■ **Liste des tâches**:
1 - Recopiez fidèlement le passage de l'extrait du document qui commence par « Ce que le ministre » et se poursuit jusqu'à « l'ensemble des citoyens. ».
2 - D'après l'extrait du document, à quoi le gouvernement préconise-t-il que l'amende et la compensation soient égales ?

■ **Extrait du document**:

Le Président (M. Marcoux): Je préférerais qu'on écoute d'abord le député de Nicolet-Yamaska. Le député de Nicolet-Yamaska.

M. Fontaine: Merci, M. le Président. Je voudrais, à l'instar de mes collègues qui m'ont précédé, remercier le CPQ pour l'excellence de ses remarques. Je veux également profiter de l'occasion pour exprimer ma satisfaction à l'endroit du ministre pour les points où il s'est dit ouvert à des modifications, entre autres, concernant les ordonnances de non-publication. Depuis hier on a touché ce point et on l'a repris ce matin. Je pense que c'est important pour les entreprises de pouvoir bénéficier de cette protection.

Il y a aussi la question de l'apparence de droit. Le ministre nous a dit être prêt à examiner cette question avant de pouvoir permettre que des représentants puissent obtenir de l'aide du fonds. Il y a également les frais au défendeur qu'on est prêt à examiner, l'aide au défendeur. Le ministre est prêt à envisager de pouvoir donner une aide au défendeur qui pourra en bénéficier. Je pense qu'il y a certaines entreprises, quand on parle des petites et moyennes entreprises, qui auront besoin de cette aide, surtout au point de vue technique. Alors, ce point est très important. Il y a également la question de l'appel en garantie qu'on a soulignée tout à l'heure.

En fait, votre mémoire a porté fruit, puisque ces remarques ont touché le gouvernement sur ces points. Il y a bien sûr la question importante dont nous discutons depuis tout à l'heure. Je veux y revenir un peu, pas pour prolonger le débat, mais pour apporter mes réflexions là-dessus.

Ce que le ministre et le gouvernement nous disent... ce qui est préconisé, c'est que l'amende et la compensation soient égales aux dommages réellement subis par l'ensemble des citoyens qui feront partie du groupe. On voit que dans la position du gouvernement, on préconise que la partie que vous appelez pénale et la véritable compensation versée aux gens qui vont faire la réclamation soient égales aux dommages réellement subis par l'ensemble des citoyens.

■ **Données sources**:
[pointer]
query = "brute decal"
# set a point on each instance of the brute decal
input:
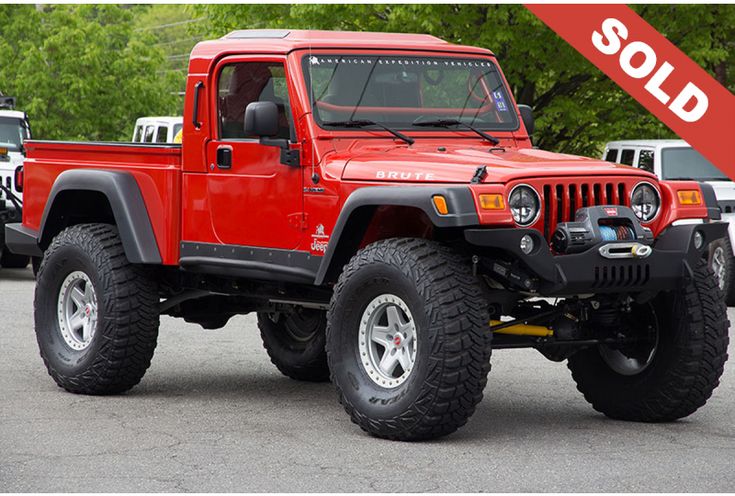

■ **Réponses attendues**:
1 -
Ce que le ministre et le gouvernement nous disent... ce qui est préconisé, c'est que l'amende et la compensation soient égales aux dommages réellement subis par l'ensemble des citoyens qui feront partie du groupe. On voit que dans la position du gouvernement, on préconise que la partie que vous appelez pénale et la véritable compensation versée aux gens qui vont faire la réclamation soient égales aux dommages réellement subis par l'ensemble des citoyens.

2 - Aux dommages réellement subis par l'ensemble des citoyens qui feront partie du groupe.